[GIVEN PASSAGE]:
[Start of section]
COVID cases in meatpacking plants impacted workers and their rural communities
This story was produced as part of a project for the 2021 National Fellowship, a program of USC Annenberg's Center for Health Journalism.
Other stories by Natalie Krebs include:
Nearly two years into COVID, worker safety is still a concern at meatpacking plants
How one small Iowa city continues to deal with the effects of a major outbreak
A year and a half after COVID-19 outbreaks tore through many of the nation's meatpacking plants, workers and their towns are still working on ways to enhance safety.
Transcript
A MARTINEZ, HOST:
At the beginning of the pandemic, COVID-19 swept through many of the nation's meatpacking plants. Now workers and their towns are working on ways to introduce reforms and enhanced safety in these plants. Thing is, though, they face some significant hurdles. Iowa Public Radio's Natalie Krebs reports.
[End of section]
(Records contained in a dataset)
[Start of section]
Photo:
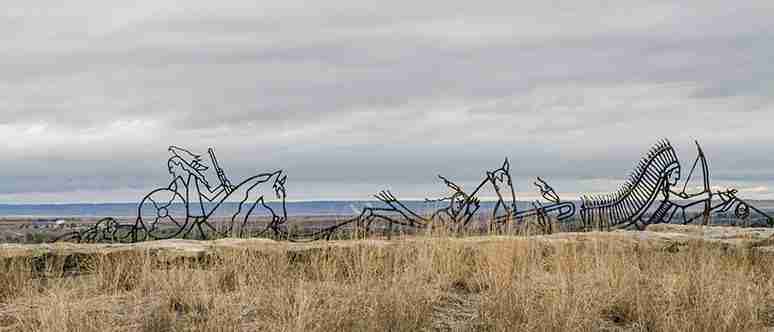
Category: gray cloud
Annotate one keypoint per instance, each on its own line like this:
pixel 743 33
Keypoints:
pixel 356 94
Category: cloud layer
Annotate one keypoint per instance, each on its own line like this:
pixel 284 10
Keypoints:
pixel 353 96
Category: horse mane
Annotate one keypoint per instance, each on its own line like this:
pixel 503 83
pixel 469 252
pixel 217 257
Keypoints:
pixel 637 193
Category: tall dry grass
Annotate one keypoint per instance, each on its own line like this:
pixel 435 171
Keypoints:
pixel 508 284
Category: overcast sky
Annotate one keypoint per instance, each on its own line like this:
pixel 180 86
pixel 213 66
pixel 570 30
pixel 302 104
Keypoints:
pixel 351 97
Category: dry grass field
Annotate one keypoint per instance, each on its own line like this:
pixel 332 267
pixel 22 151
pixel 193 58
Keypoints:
pixel 621 281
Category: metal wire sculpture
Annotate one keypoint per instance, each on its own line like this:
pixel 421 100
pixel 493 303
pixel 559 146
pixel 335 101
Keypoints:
pixel 459 211
pixel 190 201
pixel 186 207
pixel 652 185
pixel 105 230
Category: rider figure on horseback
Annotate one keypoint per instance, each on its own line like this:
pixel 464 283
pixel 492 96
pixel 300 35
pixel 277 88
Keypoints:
pixel 190 173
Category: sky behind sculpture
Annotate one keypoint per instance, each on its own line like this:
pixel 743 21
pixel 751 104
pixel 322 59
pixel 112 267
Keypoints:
pixel 351 97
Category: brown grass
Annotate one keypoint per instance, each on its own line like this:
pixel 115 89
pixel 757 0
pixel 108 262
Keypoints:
pixel 516 284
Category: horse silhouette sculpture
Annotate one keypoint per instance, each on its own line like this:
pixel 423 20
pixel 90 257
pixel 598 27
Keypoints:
pixel 200 190
pixel 649 197
pixel 187 206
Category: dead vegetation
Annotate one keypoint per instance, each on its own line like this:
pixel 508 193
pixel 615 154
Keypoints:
pixel 589 282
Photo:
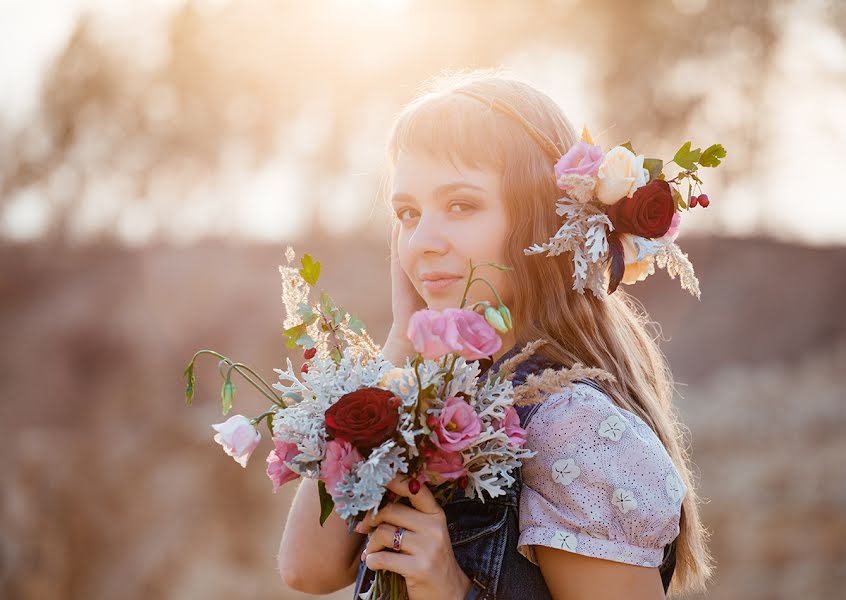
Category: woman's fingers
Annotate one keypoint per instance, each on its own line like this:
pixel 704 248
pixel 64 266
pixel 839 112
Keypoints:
pixel 396 514
pixel 383 537
pixel 423 500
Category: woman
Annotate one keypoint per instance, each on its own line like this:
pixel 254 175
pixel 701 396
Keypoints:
pixel 604 515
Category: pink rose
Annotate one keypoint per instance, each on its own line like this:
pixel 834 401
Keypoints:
pixel 581 159
pixel 512 428
pixel 277 470
pixel 458 425
pixel 443 466
pixel 341 458
pixel 465 332
pixel 238 437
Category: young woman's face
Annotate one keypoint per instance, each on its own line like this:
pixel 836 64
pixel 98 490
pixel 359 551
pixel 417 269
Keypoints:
pixel 449 216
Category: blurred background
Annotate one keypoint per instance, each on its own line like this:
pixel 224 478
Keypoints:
pixel 156 158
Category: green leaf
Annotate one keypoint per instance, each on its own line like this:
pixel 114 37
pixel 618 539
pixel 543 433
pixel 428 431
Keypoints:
pixel 325 303
pixel 712 155
pixel 189 388
pixel 628 145
pixel 305 341
pixel 294 333
pixel 227 394
pixel 327 505
pixel 687 158
pixel 306 313
pixel 654 166
pixel 356 324
pixel 680 203
pixel 506 315
pixel 311 269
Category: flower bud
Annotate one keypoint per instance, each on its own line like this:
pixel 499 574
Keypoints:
pixel 494 317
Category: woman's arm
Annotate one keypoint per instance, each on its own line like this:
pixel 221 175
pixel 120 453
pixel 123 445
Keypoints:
pixel 315 559
pixel 571 576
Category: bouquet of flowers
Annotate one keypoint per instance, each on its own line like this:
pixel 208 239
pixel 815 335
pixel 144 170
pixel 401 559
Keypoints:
pixel 622 214
pixel 352 420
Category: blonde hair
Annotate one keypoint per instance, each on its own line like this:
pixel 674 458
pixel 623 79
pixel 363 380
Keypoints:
pixel 449 120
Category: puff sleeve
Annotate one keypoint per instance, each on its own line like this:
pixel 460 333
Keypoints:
pixel 602 484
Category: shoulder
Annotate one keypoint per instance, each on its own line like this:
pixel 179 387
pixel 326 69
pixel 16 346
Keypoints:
pixel 601 484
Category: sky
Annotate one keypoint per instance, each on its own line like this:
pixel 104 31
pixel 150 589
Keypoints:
pixel 799 197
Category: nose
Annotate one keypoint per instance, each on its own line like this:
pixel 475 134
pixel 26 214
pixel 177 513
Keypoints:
pixel 428 237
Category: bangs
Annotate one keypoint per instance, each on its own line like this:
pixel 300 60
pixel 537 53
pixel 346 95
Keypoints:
pixel 451 128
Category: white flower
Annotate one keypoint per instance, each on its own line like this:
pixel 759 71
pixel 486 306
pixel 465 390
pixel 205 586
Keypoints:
pixel 620 174
pixel 624 500
pixel 675 488
pixel 612 428
pixel 565 470
pixel 564 540
pixel 238 437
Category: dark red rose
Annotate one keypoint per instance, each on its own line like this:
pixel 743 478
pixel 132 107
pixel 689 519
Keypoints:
pixel 648 213
pixel 365 417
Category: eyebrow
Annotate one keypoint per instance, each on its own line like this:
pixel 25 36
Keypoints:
pixel 441 190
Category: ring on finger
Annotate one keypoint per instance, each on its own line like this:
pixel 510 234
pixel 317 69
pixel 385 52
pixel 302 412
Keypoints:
pixel 398 533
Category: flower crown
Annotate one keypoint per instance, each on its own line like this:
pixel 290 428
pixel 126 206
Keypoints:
pixel 621 213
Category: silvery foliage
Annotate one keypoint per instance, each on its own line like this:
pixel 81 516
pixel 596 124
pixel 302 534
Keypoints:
pixel 302 422
pixel 363 488
pixel 491 462
pixel 585 234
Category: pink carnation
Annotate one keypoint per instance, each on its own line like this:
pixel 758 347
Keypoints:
pixel 511 425
pixel 465 332
pixel 458 425
pixel 341 458
pixel 443 466
pixel 581 159
pixel 277 470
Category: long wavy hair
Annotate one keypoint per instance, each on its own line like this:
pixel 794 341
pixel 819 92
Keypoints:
pixel 612 333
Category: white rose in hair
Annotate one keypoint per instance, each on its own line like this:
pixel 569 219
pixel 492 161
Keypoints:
pixel 619 175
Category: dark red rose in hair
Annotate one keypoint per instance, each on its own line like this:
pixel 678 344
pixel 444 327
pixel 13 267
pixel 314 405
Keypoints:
pixel 648 213
pixel 365 417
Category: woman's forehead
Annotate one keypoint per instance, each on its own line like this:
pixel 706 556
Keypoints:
pixel 418 173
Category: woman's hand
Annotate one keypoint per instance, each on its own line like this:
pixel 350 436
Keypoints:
pixel 405 301
pixel 425 559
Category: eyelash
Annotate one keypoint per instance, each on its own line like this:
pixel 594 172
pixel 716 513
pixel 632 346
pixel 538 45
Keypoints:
pixel 402 210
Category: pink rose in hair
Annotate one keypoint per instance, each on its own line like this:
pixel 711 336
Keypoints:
pixel 511 425
pixel 341 458
pixel 277 470
pixel 443 466
pixel 465 332
pixel 458 425
pixel 581 159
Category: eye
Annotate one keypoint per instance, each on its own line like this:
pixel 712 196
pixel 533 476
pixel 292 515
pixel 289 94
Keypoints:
pixel 467 206
pixel 402 211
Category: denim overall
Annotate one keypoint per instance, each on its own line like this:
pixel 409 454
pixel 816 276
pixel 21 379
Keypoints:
pixel 484 535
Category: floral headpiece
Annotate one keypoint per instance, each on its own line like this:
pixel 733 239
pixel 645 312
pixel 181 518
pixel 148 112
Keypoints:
pixel 621 213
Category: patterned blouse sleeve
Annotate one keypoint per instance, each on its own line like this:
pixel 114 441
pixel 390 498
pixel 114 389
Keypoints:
pixel 602 484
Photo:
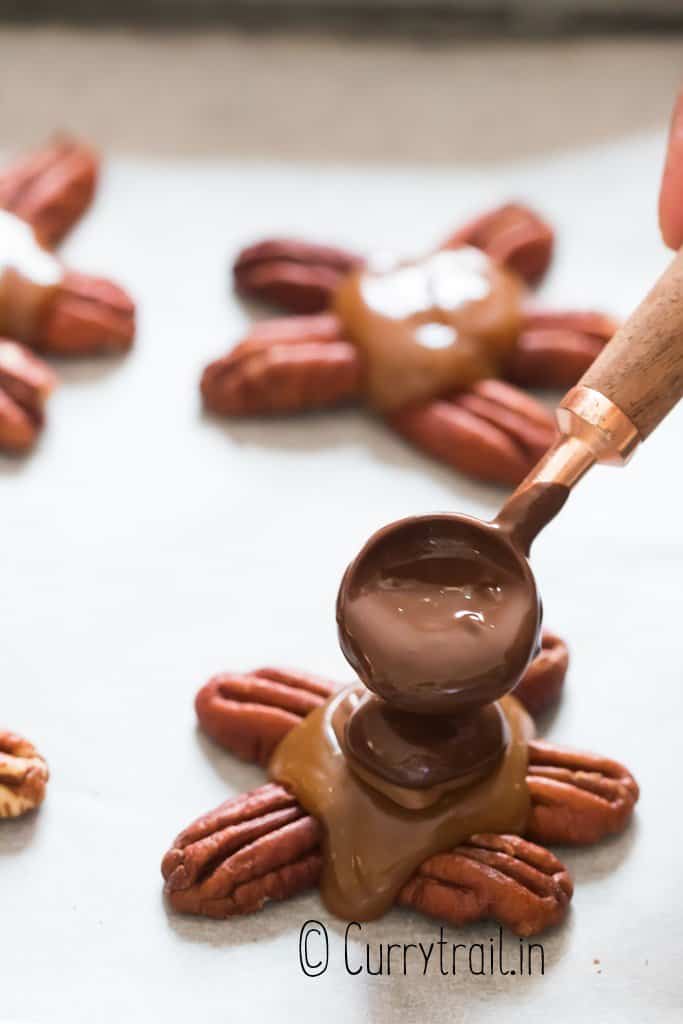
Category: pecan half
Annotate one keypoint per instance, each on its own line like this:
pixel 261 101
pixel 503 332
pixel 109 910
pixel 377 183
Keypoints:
pixel 258 847
pixel 541 685
pixel 503 878
pixel 298 275
pixel 263 846
pixel 492 432
pixel 284 366
pixel 250 714
pixel 555 349
pixel 24 775
pixel 512 235
pixel 577 798
pixel 86 316
pixel 51 188
pixel 26 383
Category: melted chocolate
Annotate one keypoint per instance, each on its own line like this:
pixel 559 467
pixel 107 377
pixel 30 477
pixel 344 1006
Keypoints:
[End of section]
[QUESTIONS TO ANSWER]:
A. According to the meatpacking transcript, for what purpose was the story produced?
B. Pick up the meatpacking transcript after its final sentence and continue it.

[LIST OF ANSWERS]:
A. The story was produced as part of a project for the 2021 National Fellowship, a program of USC Annenberg's Center for Health Journalism.

B.
NATALIE KREBS, BYLINE: Meatpacking plants were some of the first places to experience large-scale COVID-19 outbreaks. The virus tore through production lines, where workers, who are frequently first-generation immigrants, stand shoulder to shoulder, working long hours on fast-paced lines. What's clear is the aftermath of those outbreaks had a profound impact both on workers and on the rural meatpacking communities they live in. David Peters is a sociology professor at Iowa State University and conducted a survey on the pandemic's effect on Iowa's rural communities. He says residents in meatpacking communities were hit the hardest.
DAVID PETERS: They suffered, in particular economically by having reduced working hours, wage cuts, benefit losses, losing the jobs. And, of course, health impacts - much more of them were hospitalized.
KREBS: It greatly affected immigrants like Amner Martinez, whose Guatemalan family has worked in a central Iowa Tyson pork plant for the past two decades. He credits the job with helping to pull them out of poverty. Martinez says he didn't even know how sick his 74-year-old father was with COVID-19 until he was recovering.
AMNER MARTINEZ: Apparently, he was really sick. And he said that he was, like, on his knees, basically talking to God.
KREBS: In the nearly two years since the virus swept through facilities, major meatpacking companies like Tyson Foods say they've invested heavily in an effort to protect their front-line workers. Claudia Coplein is the chief medical officer for Tyson Foods.
CLAUDIA COPLEIN: We've invested hundreds of millions of dollars to transform our facilities with protective measures, everything from temperature scanners, workstation dividers, social-distance monitors, masking and our always-on testing program.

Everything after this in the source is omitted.